Repeat every one of the records below verbatim, line by line and in the order given.

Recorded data

-- -- --

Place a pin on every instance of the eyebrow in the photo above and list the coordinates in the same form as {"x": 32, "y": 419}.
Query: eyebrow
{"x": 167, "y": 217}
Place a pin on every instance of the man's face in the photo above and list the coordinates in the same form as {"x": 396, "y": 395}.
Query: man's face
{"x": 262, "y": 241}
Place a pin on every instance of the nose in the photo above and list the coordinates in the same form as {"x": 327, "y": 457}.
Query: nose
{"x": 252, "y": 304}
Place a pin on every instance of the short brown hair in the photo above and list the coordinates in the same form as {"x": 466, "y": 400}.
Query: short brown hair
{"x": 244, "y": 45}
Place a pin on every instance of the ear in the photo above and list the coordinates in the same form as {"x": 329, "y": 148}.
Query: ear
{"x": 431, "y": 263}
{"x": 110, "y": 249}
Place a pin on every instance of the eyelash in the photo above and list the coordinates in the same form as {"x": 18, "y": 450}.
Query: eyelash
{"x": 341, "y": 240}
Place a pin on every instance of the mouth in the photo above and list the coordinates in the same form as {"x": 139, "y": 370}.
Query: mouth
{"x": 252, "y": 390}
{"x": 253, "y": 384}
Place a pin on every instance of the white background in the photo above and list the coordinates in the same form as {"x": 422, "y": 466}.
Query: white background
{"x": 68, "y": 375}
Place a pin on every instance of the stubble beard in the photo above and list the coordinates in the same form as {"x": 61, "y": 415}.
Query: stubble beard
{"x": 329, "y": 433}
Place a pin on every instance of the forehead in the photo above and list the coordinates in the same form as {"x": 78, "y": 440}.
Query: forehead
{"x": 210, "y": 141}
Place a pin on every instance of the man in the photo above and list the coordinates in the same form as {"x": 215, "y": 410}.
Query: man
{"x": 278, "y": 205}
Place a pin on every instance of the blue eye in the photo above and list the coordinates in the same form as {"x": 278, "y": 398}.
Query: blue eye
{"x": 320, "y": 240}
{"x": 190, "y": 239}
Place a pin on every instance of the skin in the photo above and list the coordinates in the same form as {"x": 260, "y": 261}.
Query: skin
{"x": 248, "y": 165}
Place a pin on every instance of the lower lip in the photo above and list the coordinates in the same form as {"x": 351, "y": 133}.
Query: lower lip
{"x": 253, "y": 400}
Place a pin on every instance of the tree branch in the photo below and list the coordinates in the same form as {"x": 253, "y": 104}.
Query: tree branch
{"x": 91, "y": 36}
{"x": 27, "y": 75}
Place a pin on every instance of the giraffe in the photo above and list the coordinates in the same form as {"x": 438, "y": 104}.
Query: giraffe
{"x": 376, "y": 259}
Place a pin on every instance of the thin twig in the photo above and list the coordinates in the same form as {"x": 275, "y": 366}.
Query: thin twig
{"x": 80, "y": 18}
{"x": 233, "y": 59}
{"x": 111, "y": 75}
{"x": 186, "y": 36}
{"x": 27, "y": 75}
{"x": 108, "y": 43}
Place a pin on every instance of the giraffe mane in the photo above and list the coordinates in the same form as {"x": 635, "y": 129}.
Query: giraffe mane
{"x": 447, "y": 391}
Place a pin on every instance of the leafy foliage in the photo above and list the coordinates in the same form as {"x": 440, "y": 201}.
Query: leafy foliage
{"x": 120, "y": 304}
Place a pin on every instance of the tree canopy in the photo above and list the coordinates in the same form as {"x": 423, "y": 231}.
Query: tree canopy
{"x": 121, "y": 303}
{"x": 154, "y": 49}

-- -- --

-- ANSWER TO THIS PROBLEM --
Place a pin on every instance of the eyebrow in the photo above and list the coordinates in the same form as {"x": 32, "y": 419}.
Query: eyebrow
{"x": 167, "y": 217}
Place a pin on every instance of the man's face in the photo above and list the coordinates in the same form as {"x": 396, "y": 395}.
Query: man's face
{"x": 262, "y": 241}
Place a pin on every instance of the nose in the photo above and list the coordinates in the same form as {"x": 327, "y": 457}.
Query: nose
{"x": 252, "y": 304}
Place a pin on every instance of the short brown hair in the photo above and list the coordinates in the same form as {"x": 466, "y": 400}.
Query: short brown hair
{"x": 244, "y": 45}
Place a pin on every instance of the ear in the photo above and list the coordinates in the same form as {"x": 329, "y": 148}.
Query: ear
{"x": 431, "y": 263}
{"x": 110, "y": 249}
Place a pin on every instance of the eyelash in the photo above and list the coordinates in the same form as {"x": 18, "y": 450}.
Query: eyelash
{"x": 341, "y": 240}
Place a pin on every instance of the mouth in the photo above and list the coordinates in the same form as {"x": 139, "y": 370}.
Query: mouth
{"x": 252, "y": 390}
{"x": 253, "y": 384}
Place a pin on every instance of the white background in the photo above and list the coordinates in the same form as {"x": 422, "y": 466}.
Query: white background
{"x": 68, "y": 375}
Place a pin on every instance of the stubble beard in the photo above and list the coordinates in the same form as {"x": 61, "y": 415}.
Query: stubble beard
{"x": 329, "y": 433}
Place a pin on every instance of the forehead in the photo above and list the coordinates in the same form as {"x": 78, "y": 440}.
Query: forehead
{"x": 210, "y": 141}
Place a pin on every instance of the man in the photo above and list the coordinates in the same form as {"x": 215, "y": 410}.
Query: man
{"x": 278, "y": 205}
Place a pin on every instance of the blue eye in the photo above and list the coordinates in the same form as {"x": 278, "y": 398}.
Query: blue eye
{"x": 320, "y": 240}
{"x": 190, "y": 239}
Place a pin on every instance of the skin in the photo above and list the coordinates in the same form as {"x": 260, "y": 261}.
Query: skin
{"x": 248, "y": 165}
Place a pin on every instance of the lower lip in the photo above and list the coordinates in the same form as {"x": 351, "y": 133}.
Query: lower lip
{"x": 253, "y": 400}
Place a pin on every instance of the tree branch in the photo below and list the coordinates in the same form as {"x": 253, "y": 104}.
Query: tree branch
{"x": 91, "y": 36}
{"x": 27, "y": 75}
Place a pin on every instance of the giraffe in the photo above and list the coordinates in the same form as {"x": 438, "y": 104}.
Query: giraffe
{"x": 376, "y": 259}
Place a pin on every instance of the thin twig in the photo above and list the coordinates in the same form as {"x": 275, "y": 366}.
Query: thin twig
{"x": 80, "y": 18}
{"x": 233, "y": 59}
{"x": 111, "y": 75}
{"x": 186, "y": 36}
{"x": 27, "y": 75}
{"x": 108, "y": 43}
Place a pin on every instance of the giraffe mane in the photo above and list the coordinates in the same form as {"x": 635, "y": 129}.
Query: giraffe mane
{"x": 447, "y": 391}
Place a pin on every instance of the leafy foliage in the photo above and list the coordinates in the same form as {"x": 440, "y": 201}.
Query: leafy foliage
{"x": 120, "y": 304}
Place a pin on every instance of the tree canopy in the photo above and list the coordinates in the same form as {"x": 423, "y": 231}.
Query: tree canopy
{"x": 121, "y": 303}
{"x": 154, "y": 49}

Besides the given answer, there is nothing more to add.